PROBLEM TO WORK ON → Copy the rows below word for word, everything from the start of the rows down through the line containing "column 586, row 310", with both ends included.

INFORMATION SHOWN →
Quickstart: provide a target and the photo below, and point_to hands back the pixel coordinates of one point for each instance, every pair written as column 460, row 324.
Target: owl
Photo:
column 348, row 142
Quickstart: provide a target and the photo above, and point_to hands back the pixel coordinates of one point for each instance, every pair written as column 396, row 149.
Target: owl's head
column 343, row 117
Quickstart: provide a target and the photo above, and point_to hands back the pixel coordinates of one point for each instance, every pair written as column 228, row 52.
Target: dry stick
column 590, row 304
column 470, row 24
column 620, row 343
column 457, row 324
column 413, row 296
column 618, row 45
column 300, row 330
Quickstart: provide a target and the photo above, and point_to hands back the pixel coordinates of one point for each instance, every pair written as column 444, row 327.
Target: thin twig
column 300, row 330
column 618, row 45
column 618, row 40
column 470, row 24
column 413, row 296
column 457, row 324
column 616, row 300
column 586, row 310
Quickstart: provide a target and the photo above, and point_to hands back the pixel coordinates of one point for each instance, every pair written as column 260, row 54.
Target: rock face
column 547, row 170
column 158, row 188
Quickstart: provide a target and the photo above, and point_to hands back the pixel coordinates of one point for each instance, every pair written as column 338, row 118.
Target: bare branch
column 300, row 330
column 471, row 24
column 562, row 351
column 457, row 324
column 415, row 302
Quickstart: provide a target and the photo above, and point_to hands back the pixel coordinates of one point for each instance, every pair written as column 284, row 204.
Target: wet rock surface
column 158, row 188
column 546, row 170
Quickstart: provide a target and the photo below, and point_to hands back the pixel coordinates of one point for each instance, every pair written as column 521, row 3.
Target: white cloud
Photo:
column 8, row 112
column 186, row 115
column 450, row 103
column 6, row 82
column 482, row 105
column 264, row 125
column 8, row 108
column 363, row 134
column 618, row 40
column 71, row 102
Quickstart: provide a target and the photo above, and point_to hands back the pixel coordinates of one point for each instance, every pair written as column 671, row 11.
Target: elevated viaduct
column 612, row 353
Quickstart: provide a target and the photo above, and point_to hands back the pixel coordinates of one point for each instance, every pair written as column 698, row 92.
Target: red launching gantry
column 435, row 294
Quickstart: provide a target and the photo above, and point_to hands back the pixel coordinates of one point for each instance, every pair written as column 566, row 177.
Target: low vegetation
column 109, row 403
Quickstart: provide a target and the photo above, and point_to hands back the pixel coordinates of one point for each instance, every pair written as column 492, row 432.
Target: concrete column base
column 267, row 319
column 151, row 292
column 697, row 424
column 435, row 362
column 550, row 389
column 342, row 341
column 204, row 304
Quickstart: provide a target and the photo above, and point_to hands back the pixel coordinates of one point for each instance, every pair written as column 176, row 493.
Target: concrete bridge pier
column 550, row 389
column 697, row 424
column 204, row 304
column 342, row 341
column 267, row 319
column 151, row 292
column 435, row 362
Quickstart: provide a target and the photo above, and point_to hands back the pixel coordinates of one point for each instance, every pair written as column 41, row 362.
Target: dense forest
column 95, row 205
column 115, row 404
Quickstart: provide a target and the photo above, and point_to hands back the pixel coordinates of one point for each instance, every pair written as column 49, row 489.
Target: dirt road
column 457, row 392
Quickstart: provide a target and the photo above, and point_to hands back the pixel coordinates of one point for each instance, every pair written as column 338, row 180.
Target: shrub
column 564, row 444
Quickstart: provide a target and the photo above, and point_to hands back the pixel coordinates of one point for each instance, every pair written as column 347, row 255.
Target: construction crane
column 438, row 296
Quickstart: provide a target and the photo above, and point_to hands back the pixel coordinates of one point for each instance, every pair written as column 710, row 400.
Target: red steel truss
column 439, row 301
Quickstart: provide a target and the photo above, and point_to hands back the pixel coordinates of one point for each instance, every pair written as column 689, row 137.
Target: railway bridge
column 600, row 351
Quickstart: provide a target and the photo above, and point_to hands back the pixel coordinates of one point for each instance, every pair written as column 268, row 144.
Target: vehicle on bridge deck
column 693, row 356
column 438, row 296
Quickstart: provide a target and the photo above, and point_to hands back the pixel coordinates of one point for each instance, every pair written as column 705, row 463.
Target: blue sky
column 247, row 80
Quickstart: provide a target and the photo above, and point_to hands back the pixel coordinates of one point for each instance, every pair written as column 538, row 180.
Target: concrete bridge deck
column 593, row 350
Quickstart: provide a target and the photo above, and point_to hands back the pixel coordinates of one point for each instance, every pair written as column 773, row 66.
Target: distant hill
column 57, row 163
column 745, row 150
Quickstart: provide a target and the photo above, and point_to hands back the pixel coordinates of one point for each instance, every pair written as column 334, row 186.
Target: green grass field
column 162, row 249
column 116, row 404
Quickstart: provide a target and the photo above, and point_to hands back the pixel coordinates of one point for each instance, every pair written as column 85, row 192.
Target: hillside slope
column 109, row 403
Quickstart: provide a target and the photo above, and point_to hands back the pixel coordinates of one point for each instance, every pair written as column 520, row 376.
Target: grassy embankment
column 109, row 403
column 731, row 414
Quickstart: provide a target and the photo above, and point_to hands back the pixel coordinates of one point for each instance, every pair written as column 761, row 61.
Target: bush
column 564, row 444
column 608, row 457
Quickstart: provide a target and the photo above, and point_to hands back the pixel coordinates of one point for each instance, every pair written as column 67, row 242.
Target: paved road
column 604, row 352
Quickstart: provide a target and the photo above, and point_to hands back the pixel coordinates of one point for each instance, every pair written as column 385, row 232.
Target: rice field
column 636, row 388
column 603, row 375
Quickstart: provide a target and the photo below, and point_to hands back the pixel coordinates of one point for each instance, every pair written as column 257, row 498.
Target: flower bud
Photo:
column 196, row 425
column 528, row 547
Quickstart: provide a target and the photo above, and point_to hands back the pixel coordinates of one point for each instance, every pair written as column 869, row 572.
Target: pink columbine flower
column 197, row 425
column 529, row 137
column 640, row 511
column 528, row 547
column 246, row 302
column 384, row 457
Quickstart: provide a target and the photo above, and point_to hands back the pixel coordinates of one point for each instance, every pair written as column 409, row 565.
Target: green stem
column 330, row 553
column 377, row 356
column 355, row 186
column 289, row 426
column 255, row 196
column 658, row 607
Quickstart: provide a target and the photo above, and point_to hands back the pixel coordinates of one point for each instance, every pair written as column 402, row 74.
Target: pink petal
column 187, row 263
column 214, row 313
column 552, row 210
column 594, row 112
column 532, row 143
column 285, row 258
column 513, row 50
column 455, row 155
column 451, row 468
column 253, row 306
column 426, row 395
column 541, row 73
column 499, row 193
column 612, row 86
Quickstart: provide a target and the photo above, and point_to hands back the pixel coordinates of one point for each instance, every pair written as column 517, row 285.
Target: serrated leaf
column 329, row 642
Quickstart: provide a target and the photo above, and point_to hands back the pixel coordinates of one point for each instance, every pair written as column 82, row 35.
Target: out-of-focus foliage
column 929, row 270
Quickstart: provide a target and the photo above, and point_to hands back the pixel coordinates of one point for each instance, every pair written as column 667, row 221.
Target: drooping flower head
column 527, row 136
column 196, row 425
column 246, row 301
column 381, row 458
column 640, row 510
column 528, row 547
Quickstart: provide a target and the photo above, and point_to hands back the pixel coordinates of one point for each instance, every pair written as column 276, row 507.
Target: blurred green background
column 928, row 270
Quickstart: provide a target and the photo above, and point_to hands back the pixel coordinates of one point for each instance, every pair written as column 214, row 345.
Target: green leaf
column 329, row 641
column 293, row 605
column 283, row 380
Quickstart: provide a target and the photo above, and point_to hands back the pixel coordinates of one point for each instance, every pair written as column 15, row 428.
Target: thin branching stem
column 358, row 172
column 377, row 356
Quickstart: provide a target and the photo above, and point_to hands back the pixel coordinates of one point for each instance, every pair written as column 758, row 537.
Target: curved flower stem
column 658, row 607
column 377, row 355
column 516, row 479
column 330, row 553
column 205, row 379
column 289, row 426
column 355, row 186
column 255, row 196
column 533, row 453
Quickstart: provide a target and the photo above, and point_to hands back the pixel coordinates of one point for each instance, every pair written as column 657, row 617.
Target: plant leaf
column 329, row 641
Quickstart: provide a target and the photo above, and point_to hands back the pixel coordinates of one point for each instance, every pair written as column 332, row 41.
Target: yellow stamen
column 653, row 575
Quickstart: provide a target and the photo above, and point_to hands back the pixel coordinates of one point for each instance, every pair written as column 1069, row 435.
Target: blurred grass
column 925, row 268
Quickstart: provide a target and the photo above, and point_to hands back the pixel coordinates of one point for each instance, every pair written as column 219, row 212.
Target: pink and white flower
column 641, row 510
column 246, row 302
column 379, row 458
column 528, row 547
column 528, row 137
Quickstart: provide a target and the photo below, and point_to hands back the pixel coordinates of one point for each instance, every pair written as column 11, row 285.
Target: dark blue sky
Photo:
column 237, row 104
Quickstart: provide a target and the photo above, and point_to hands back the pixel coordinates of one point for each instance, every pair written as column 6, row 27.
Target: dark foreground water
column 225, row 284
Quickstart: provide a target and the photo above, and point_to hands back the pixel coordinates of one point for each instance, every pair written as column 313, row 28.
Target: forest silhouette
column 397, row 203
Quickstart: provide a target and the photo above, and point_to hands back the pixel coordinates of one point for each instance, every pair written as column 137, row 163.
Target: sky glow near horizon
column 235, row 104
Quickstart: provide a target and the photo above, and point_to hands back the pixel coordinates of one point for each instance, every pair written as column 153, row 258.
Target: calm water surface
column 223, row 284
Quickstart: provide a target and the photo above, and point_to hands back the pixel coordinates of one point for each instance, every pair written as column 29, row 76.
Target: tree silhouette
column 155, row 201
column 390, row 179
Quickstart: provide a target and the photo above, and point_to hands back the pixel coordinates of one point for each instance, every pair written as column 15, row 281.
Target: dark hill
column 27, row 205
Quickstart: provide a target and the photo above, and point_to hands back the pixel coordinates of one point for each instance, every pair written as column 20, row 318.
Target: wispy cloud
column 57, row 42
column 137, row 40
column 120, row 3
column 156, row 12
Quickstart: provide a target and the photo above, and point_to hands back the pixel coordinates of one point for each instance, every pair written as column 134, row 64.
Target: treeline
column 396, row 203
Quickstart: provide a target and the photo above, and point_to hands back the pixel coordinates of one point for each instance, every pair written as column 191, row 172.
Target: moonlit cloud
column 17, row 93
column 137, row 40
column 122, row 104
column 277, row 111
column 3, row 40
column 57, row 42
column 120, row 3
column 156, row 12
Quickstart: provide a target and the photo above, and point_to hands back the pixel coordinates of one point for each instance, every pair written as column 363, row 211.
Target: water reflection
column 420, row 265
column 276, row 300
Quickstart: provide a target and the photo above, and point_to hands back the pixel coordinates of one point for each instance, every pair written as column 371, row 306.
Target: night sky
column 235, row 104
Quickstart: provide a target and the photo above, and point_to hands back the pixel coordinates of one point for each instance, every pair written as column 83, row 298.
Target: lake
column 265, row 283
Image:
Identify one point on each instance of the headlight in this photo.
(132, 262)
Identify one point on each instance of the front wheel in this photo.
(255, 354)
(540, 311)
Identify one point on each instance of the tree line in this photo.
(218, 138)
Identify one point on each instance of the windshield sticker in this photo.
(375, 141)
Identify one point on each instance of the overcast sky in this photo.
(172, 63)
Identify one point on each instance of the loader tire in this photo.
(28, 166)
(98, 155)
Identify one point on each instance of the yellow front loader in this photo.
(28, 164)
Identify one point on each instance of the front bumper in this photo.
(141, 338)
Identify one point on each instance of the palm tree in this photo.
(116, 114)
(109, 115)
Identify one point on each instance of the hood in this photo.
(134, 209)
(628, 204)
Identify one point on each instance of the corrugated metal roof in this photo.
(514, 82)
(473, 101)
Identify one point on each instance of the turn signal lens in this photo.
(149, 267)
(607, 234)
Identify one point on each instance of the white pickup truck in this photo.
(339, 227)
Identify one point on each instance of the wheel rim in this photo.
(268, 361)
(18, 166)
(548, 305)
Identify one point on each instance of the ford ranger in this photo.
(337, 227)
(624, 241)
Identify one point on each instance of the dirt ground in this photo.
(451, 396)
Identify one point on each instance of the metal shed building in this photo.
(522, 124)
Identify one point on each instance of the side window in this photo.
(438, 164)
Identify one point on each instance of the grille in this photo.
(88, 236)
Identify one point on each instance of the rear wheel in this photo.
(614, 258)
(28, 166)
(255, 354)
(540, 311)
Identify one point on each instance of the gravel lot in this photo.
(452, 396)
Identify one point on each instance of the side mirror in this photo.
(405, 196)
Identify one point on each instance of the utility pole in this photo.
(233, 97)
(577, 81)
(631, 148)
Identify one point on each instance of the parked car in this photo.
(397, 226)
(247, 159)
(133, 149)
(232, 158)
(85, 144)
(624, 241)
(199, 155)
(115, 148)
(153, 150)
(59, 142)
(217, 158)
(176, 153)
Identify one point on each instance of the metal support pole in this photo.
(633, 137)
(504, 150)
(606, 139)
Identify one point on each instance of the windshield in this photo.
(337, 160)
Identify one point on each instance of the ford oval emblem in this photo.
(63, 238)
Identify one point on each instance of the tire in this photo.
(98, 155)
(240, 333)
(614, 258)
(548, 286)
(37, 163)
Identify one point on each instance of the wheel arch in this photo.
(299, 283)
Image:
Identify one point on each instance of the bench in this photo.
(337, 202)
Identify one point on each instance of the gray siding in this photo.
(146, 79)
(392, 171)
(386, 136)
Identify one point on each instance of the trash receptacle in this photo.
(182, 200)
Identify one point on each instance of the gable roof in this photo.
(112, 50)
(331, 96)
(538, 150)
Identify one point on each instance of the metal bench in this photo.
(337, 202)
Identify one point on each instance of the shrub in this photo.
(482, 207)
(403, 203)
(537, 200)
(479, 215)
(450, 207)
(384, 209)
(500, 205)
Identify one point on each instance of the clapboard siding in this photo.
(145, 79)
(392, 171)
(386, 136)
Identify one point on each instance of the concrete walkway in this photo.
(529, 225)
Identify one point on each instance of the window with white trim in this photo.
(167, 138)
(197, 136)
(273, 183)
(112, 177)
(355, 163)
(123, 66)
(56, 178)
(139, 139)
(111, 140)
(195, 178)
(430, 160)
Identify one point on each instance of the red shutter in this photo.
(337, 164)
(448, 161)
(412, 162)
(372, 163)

ANSWER TO THE PROBLEM →
Quickstart: provide a target and the photo below, and point_to hands back the pixel coordinates of one point for each instance, every pair written as column 460, row 324.
Target: owl
Photo:
column 348, row 142
Quickstart: provide a target and the photo above, and point_to hands back the pixel coordinates of one point for each instance, every pair written as column 396, row 149.
Target: owl's head
column 343, row 117
Quickstart: provide a target and the photo above, and point_to hands back the pixel coordinates of one point for each instance, every pair written as column 228, row 52.
Target: dry stick
column 590, row 304
column 470, row 24
column 620, row 343
column 457, row 324
column 413, row 296
column 618, row 45
column 300, row 330
Quickstart: provide a target and the photo above, and point_to hands back the pixel coordinates of one point for each instance, every pair written as column 444, row 327.
Target: thin twig
column 300, row 330
column 618, row 45
column 618, row 40
column 470, row 24
column 413, row 296
column 457, row 324
column 616, row 300
column 586, row 310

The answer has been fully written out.